▶ EXERCISE AIM: Every record here needs to be duplicated exactly.

▶ INPUT MATERIAL:
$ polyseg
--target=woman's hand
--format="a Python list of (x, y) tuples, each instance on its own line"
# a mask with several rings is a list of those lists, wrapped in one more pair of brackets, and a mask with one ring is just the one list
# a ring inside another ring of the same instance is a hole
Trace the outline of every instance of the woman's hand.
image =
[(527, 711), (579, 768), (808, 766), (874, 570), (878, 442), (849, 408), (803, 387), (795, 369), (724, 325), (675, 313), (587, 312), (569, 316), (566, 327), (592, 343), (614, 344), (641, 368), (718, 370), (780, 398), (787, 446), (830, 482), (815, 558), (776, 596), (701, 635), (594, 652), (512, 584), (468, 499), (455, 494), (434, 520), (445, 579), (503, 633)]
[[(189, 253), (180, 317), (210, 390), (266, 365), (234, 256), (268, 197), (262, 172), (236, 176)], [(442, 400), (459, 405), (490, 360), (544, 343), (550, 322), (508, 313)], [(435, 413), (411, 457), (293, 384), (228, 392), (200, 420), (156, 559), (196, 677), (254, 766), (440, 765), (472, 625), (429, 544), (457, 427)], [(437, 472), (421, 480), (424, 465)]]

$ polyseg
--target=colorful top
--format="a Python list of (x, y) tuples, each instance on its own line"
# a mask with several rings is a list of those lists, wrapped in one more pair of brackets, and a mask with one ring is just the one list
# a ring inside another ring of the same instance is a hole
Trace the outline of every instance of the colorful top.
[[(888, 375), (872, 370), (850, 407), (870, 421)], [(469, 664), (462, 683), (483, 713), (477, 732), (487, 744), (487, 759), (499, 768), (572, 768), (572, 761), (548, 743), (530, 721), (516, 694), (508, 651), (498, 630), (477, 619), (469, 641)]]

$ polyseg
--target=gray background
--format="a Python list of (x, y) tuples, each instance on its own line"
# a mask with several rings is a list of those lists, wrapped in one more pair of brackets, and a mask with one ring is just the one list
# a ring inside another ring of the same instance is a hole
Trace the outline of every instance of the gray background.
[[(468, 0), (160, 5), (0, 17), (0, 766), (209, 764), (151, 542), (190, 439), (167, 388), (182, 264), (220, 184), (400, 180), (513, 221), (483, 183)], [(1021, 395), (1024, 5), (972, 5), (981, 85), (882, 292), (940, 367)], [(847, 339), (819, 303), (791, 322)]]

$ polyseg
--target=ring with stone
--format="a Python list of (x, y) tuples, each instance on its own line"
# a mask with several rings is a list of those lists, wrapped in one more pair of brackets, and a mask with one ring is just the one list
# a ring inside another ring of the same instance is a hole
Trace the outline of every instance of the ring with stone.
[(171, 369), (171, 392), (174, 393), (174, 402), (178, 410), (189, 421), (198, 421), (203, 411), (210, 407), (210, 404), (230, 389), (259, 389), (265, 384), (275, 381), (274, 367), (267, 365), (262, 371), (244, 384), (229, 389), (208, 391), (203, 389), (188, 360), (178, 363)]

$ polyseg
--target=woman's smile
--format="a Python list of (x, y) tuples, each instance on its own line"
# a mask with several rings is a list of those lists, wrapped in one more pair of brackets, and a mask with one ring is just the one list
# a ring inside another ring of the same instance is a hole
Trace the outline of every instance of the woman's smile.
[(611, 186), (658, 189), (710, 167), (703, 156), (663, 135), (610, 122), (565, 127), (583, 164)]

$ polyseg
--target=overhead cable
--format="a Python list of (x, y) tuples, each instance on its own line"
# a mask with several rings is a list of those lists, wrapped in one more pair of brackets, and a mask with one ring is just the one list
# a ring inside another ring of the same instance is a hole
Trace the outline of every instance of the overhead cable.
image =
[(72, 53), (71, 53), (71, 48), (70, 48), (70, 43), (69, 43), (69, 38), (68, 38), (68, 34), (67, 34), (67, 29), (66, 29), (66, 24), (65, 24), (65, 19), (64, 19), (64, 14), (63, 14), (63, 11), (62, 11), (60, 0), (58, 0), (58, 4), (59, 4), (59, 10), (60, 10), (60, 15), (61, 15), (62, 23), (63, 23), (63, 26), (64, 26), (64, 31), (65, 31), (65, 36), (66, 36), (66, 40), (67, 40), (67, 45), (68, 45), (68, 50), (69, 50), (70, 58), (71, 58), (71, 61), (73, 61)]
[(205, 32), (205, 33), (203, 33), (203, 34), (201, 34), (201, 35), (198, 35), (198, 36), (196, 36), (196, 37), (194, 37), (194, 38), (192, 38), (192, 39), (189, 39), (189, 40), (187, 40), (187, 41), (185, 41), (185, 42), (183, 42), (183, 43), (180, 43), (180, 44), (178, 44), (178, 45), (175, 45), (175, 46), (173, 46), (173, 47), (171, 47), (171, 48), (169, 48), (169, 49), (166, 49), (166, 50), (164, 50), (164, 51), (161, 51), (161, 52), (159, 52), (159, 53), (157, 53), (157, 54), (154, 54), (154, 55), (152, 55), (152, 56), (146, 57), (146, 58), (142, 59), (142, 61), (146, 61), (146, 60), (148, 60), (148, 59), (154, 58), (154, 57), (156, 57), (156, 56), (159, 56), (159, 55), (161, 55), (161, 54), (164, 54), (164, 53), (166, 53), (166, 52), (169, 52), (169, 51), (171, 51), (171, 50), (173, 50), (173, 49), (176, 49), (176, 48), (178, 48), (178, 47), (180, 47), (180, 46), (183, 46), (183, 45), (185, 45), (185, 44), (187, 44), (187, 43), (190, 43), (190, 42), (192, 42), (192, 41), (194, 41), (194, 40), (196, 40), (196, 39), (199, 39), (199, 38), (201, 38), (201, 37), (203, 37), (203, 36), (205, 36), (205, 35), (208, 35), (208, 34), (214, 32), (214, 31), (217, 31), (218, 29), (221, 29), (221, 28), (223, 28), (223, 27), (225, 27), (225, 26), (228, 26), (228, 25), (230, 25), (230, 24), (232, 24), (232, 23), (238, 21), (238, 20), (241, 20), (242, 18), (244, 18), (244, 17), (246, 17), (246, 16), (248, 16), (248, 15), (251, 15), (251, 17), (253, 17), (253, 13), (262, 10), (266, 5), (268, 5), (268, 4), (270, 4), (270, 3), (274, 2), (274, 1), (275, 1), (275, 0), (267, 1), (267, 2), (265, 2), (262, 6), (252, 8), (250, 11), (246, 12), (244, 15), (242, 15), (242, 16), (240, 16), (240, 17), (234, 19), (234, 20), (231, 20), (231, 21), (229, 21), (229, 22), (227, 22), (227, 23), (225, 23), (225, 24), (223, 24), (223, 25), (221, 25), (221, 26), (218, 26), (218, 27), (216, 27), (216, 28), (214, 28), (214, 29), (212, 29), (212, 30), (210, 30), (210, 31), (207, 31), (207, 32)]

▶ ANSWER FOR THE TASK:
$ polyseg
--target=woman's hand
--format="a Python list of (x, y) tuples, each instance on its own line"
# a mask with several rings is a list of those lists, wrapped in one more pair of brackets, and a mask with one ring is just the one list
# a ring inside another ring of the same instance is a hole
Trace the outline of every instance of the woman's hand.
image =
[(527, 711), (579, 768), (808, 766), (874, 570), (878, 442), (849, 408), (803, 387), (795, 369), (724, 325), (675, 313), (587, 312), (569, 316), (566, 327), (592, 343), (614, 344), (641, 368), (718, 370), (780, 398), (787, 446), (830, 482), (815, 558), (776, 596), (701, 635), (594, 652), (512, 584), (468, 499), (455, 494), (434, 520), (445, 579), (503, 633)]
[[(189, 253), (180, 317), (210, 390), (266, 365), (234, 256), (268, 197), (262, 172), (236, 176)], [(442, 400), (459, 405), (490, 360), (544, 343), (550, 322), (508, 313)], [(435, 413), (411, 457), (293, 384), (228, 392), (200, 420), (156, 559), (196, 677), (254, 766), (440, 765), (472, 625), (429, 544), (457, 427)], [(437, 472), (421, 480), (424, 465)]]

$ polyseg
--target=colorful top
--format="a Python list of (x, y) tuples, each instance on its own line"
# a mask with several rings is a list of those lists, wrapped in one more pair of brackets, and a mask with one ring is just the one list
# a ring inside another ring of the same instance is a hole
Trace the outline of every instance of the colorful top.
[[(888, 375), (872, 370), (850, 407), (870, 421)], [(469, 664), (462, 683), (483, 713), (477, 732), (487, 744), (487, 759), (499, 768), (572, 768), (572, 761), (548, 743), (530, 721), (516, 694), (508, 651), (498, 630), (477, 619), (469, 641)]]

$ polyseg
--target=gray background
--format="a Python list of (x, y) tuples, each instance on its own line"
# a mask with several rings is a list of those lists, wrapped in one more pair of brackets, and a mask with one ring is just the one list
# a ring inside another ring of the same instance is a hole
Trace the outline of every instance of the gray background.
[[(468, 0), (160, 5), (0, 17), (0, 766), (209, 764), (151, 542), (190, 439), (167, 388), (182, 264), (220, 184), (400, 180), (513, 221), (483, 183)], [(1021, 395), (1024, 5), (972, 5), (981, 85), (882, 292), (940, 367)], [(847, 339), (819, 303), (791, 322)]]

$ polyseg
--target=ring with stone
--format="a Python list of (x, y) tuples, each instance on its own line"
# a mask with several rings is a list of those lists, wrapped in one more pair of brackets, and a mask with one ring is just the one list
# a ring inside another ring of the same instance is a hole
Trace the outline of every instance of the ring with stone.
[(171, 369), (171, 392), (174, 393), (174, 402), (178, 410), (189, 421), (198, 421), (203, 411), (210, 407), (210, 404), (230, 389), (259, 389), (265, 384), (275, 381), (274, 367), (267, 365), (262, 371), (244, 384), (229, 389), (208, 391), (203, 389), (188, 360), (178, 363)]

$ polyseg
--target=woman's smile
--format="a Python list of (x, y) tuples, each instance on its own line"
# a mask with several rings is a list of those lists, wrapped in one more pair of brackets, and a mask with one ring is just the one list
# a ring inside another ring of the same instance is a hole
Trace the outline of every instance of the woman's smile.
[(611, 186), (658, 189), (710, 167), (703, 156), (663, 135), (610, 122), (565, 127), (583, 164)]

$ polyseg
--target=overhead cable
--format="a Python list of (x, y) tuples, each instance on its own line"
# a mask with several rings is a list of those lists, wrapped in one more pair of brackets, and a mask with one ring is just the one list
# a ring inside another ring of the same instance is a hole
Trace the outline of every instance of the overhead cable.
image =
[(72, 53), (71, 53), (71, 48), (70, 48), (70, 43), (69, 43), (69, 38), (68, 38), (68, 34), (67, 34), (67, 29), (66, 29), (66, 24), (65, 24), (65, 19), (64, 19), (64, 14), (63, 14), (63, 11), (62, 11), (60, 0), (58, 0), (58, 4), (59, 4), (59, 10), (60, 10), (60, 15), (61, 15), (62, 23), (63, 23), (63, 26), (64, 26), (64, 31), (65, 31), (65, 36), (66, 36), (66, 40), (67, 40), (67, 45), (68, 45), (68, 50), (69, 50), (70, 58), (71, 58), (71, 61), (73, 61)]
[(205, 32), (205, 33), (203, 33), (203, 34), (201, 34), (201, 35), (198, 35), (198, 36), (196, 36), (196, 37), (194, 37), (194, 38), (192, 38), (192, 39), (189, 39), (189, 40), (187, 40), (187, 41), (185, 41), (185, 42), (183, 42), (183, 43), (180, 43), (180, 44), (178, 44), (178, 45), (175, 45), (175, 46), (173, 46), (173, 47), (171, 47), (171, 48), (169, 48), (169, 49), (166, 49), (166, 50), (164, 50), (164, 51), (161, 51), (161, 52), (159, 52), (159, 53), (157, 53), (157, 54), (154, 54), (154, 55), (152, 55), (152, 56), (146, 57), (146, 58), (142, 59), (142, 61), (146, 61), (146, 60), (148, 60), (148, 59), (154, 58), (154, 57), (156, 57), (156, 56), (159, 56), (159, 55), (161, 55), (161, 54), (164, 54), (164, 53), (166, 53), (166, 52), (169, 52), (169, 51), (171, 51), (171, 50), (173, 50), (173, 49), (176, 49), (176, 48), (178, 48), (178, 47), (180, 47), (180, 46), (183, 46), (183, 45), (185, 45), (185, 44), (187, 44), (187, 43), (190, 43), (190, 42), (192, 42), (192, 41), (194, 41), (194, 40), (196, 40), (196, 39), (199, 39), (199, 38), (201, 38), (201, 37), (203, 37), (203, 36), (205, 36), (205, 35), (208, 35), (208, 34), (214, 32), (214, 31), (217, 31), (218, 29), (221, 29), (221, 28), (223, 28), (223, 27), (225, 27), (225, 26), (228, 26), (228, 25), (230, 25), (230, 24), (232, 24), (232, 23), (238, 21), (238, 20), (241, 20), (242, 18), (244, 18), (244, 17), (246, 17), (246, 16), (248, 16), (248, 15), (251, 15), (251, 17), (253, 17), (253, 13), (262, 10), (266, 5), (268, 5), (268, 4), (270, 4), (270, 3), (274, 2), (274, 1), (275, 1), (275, 0), (267, 1), (267, 2), (265, 2), (262, 6), (252, 8), (250, 11), (246, 12), (244, 15), (242, 15), (242, 16), (240, 16), (240, 17), (234, 19), (234, 20), (231, 20), (231, 21), (229, 21), (229, 22), (227, 22), (227, 23), (225, 23), (225, 24), (223, 24), (223, 25), (221, 25), (221, 26), (218, 26), (218, 27), (216, 27), (216, 28), (214, 28), (214, 29), (212, 29), (212, 30), (210, 30), (210, 31), (207, 31), (207, 32)]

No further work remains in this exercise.